▶ Work request
With the line containing "value | cabin wall" as the starting point, write out each line exactly through the final line of the listing, both ends included.

+ + + + + + +

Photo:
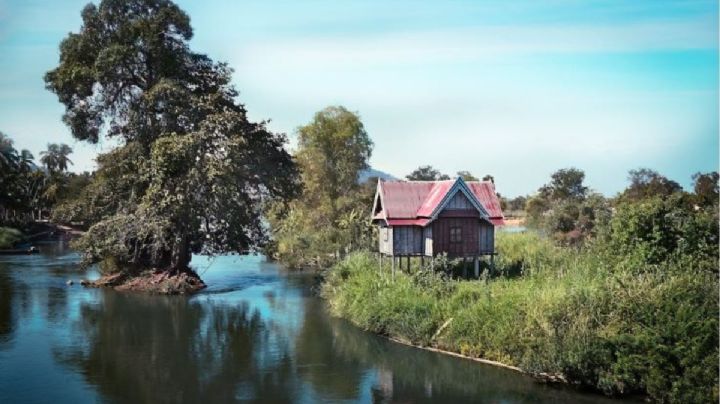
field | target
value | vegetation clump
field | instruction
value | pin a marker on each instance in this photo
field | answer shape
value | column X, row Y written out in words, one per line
column 631, row 310
column 191, row 172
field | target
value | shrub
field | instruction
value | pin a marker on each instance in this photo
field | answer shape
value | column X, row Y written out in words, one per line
column 620, row 323
column 9, row 237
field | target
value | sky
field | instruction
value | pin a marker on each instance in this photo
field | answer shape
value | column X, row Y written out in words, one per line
column 516, row 89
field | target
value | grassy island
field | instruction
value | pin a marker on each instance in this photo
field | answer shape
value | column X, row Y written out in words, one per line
column 619, row 323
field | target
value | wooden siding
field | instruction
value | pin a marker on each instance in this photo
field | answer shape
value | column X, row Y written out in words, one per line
column 385, row 236
column 486, row 237
column 427, row 236
column 407, row 240
column 459, row 201
column 470, row 232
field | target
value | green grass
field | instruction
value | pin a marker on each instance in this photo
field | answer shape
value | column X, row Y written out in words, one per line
column 9, row 236
column 582, row 314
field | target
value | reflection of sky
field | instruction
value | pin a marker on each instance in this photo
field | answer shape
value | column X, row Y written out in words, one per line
column 295, row 346
column 250, row 280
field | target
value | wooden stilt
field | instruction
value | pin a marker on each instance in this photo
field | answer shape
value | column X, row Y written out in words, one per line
column 492, row 264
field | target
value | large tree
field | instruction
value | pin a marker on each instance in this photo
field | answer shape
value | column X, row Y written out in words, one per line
column 55, row 158
column 191, row 171
column 330, row 217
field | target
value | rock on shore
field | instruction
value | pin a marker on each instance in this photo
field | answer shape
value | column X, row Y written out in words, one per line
column 152, row 281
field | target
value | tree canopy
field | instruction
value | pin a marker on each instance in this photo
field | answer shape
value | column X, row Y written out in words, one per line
column 426, row 173
column 465, row 175
column 645, row 183
column 191, row 171
column 330, row 217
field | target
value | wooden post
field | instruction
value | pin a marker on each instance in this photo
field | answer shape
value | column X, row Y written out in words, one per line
column 492, row 263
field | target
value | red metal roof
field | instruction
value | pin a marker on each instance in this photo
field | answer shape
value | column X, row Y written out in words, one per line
column 408, row 222
column 413, row 202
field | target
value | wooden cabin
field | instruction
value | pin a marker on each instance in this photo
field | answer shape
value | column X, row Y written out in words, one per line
column 427, row 218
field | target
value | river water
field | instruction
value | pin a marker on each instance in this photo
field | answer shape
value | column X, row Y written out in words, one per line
column 256, row 334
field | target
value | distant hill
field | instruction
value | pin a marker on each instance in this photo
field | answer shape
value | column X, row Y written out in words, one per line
column 371, row 172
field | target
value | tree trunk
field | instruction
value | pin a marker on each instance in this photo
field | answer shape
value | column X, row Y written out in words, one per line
column 181, row 254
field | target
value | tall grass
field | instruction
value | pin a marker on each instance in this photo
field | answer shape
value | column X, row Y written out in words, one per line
column 583, row 315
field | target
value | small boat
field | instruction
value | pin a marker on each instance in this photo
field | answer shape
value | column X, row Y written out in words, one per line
column 20, row 251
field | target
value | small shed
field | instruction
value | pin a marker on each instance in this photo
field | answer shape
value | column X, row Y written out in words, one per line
column 427, row 218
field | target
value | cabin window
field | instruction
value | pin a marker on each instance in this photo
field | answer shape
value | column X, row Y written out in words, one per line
column 456, row 234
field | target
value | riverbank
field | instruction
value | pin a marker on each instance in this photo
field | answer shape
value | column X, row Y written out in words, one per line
column 151, row 281
column 581, row 316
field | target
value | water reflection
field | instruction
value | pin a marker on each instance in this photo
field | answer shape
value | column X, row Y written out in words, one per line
column 257, row 335
column 6, row 309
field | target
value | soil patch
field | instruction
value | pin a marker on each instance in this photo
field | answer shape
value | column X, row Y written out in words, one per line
column 152, row 281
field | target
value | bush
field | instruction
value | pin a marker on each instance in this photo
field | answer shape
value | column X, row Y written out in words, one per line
column 595, row 317
column 9, row 237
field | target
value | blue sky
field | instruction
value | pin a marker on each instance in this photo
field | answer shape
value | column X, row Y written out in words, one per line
column 516, row 89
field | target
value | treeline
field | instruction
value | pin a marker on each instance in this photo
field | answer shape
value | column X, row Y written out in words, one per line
column 619, row 294
column 566, row 210
column 30, row 189
column 331, row 216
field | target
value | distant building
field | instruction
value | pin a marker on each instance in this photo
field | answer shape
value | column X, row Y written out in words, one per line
column 427, row 218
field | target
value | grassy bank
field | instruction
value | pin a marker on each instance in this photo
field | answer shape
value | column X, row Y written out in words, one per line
column 590, row 316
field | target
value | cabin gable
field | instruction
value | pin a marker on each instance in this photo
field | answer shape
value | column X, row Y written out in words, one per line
column 430, row 218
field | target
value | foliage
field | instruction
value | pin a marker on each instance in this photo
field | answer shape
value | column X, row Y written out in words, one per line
column 191, row 171
column 587, row 315
column 55, row 158
column 706, row 188
column 329, row 219
column 647, row 183
column 426, row 173
column 9, row 237
column 466, row 176
column 26, row 191
column 565, row 208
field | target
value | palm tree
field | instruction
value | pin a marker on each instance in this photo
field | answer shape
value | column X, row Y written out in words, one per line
column 8, row 154
column 63, row 159
column 25, row 161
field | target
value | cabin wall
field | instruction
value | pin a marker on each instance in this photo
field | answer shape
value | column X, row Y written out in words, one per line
column 385, row 239
column 427, row 239
column 486, row 237
column 469, row 244
column 407, row 240
column 459, row 202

+ + + + + + +

▶ Task solution
value | cabin wall
field | instruction
value | pin a marker on each instance in this photo
field | answer shape
value | column X, row Y written out in words, one per line
column 385, row 239
column 427, row 239
column 486, row 237
column 469, row 244
column 407, row 240
column 459, row 202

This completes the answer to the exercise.